* Parts of the exercise
• A. In the beekeeping thread, how far from the hive stands was the queen found on the ground?
• B. Reproduce the part of the beekeeping thread starting at "Maybe she flew off" and ending at "a small nuc.".

— Start Selected excerpt —

Maybe she flew off with a small amount of bees? I don't know for sure, but I have a hard time imagining a queen flying off by herself, but it could happen I suppose. Maybe she flew back to where the outdoor nuc she came from used to be? Who can say for sure... I can not.

One year many moons ago I found a queen by herself on the ground, about 10 feet away from the hive stands. I had no idea where she came from and found it very odd that she was all by herself. I tried to save her and get bees to stay with her but none would stay and she didn't make it when I tried to join her into a small nuc.

I do know that queens do leave the hive sometimes, especially new queens, freshly mated. I've seen it myself. For me, it was when moving a freshly mated and laying queen nuc to the side and putting a mating nuc with cell where she had been. She ended up moving back to the nuc with queen cell and the cell got destroyed. Odd huh? I figured she must have went on another mating flight and went back to the nuc beside her own, as that's where she originally came from.

I've seen queens end up in odd places over the years. What happened to yours? I doubt it will ever be known for sure. I'm sorry to hear of your problems with this one, I hope your other hives do well into spring.


----------



## brushwoodnursery (Feb 10, 2012)

Sorry to say but I think you should freeze the entire thing right now before it becomes a mite bomb for your other colonies.


----------

— End Selected excerpt —
— Start Information given —

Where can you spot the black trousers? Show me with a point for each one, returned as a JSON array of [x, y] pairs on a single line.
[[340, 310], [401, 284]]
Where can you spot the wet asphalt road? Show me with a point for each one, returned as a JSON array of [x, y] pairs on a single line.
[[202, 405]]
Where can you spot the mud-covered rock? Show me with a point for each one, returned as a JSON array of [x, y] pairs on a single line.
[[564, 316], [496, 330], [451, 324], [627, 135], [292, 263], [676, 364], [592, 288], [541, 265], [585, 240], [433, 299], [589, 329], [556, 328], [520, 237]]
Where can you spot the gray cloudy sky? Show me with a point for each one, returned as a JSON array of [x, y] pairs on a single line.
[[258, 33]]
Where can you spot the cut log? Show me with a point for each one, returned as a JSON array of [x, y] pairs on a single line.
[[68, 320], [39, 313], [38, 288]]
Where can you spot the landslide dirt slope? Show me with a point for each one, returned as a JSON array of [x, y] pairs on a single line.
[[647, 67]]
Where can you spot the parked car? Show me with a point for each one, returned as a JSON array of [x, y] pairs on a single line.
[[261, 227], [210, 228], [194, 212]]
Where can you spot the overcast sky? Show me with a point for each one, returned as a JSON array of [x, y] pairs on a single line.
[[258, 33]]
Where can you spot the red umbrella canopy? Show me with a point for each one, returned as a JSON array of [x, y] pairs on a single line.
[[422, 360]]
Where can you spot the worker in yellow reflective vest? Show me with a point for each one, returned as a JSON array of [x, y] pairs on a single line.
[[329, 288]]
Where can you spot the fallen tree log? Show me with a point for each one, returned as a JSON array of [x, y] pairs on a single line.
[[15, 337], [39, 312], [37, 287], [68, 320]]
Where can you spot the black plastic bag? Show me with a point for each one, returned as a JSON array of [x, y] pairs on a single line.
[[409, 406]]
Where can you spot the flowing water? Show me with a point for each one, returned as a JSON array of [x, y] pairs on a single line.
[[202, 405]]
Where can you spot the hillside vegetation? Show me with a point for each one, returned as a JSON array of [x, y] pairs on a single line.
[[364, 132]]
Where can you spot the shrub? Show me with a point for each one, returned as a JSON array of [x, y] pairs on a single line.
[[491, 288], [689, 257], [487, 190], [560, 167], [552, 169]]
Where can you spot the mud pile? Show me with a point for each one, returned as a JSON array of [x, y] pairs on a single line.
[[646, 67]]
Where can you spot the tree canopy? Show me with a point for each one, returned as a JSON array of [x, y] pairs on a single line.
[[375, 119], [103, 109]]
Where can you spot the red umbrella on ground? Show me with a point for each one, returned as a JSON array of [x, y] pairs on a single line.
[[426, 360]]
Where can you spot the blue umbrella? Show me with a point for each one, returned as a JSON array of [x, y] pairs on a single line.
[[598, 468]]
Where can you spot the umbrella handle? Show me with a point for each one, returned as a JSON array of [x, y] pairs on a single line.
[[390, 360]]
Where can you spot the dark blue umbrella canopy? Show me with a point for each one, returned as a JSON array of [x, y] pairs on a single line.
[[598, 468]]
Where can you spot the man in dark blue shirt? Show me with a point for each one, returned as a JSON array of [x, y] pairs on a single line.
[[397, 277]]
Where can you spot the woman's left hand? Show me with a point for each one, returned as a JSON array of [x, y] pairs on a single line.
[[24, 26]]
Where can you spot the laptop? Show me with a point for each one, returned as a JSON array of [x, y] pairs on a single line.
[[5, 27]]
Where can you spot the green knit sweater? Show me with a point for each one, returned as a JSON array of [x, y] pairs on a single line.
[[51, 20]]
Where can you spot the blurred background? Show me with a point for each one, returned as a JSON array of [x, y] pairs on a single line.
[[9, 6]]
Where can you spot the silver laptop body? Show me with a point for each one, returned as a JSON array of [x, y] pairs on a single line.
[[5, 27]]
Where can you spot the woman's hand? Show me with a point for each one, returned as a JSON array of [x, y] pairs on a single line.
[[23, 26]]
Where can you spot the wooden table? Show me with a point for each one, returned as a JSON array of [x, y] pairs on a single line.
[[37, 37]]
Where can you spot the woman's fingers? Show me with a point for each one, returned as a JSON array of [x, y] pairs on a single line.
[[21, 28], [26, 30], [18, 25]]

— End Information given —

* Per-task answers
• A. About 10 feet away.

• B.
Maybe she flew off with a small amount of bees? I don't know for sure, but I have a hard time imagining a queen flying off by herself, but it could happen I suppose. Maybe she flew back to where the outdoor nuc she came from used to be? Who can say for sure... I can not.

One year many moons ago I found a queen by herself on the ground, about 10 feet away from the hive stands. I had no idea where she came from and found it very odd that she was all by herself. I tried to save her and get bees to stay with her but none would stay and she didn't make it when I tried to join her into a small nuc.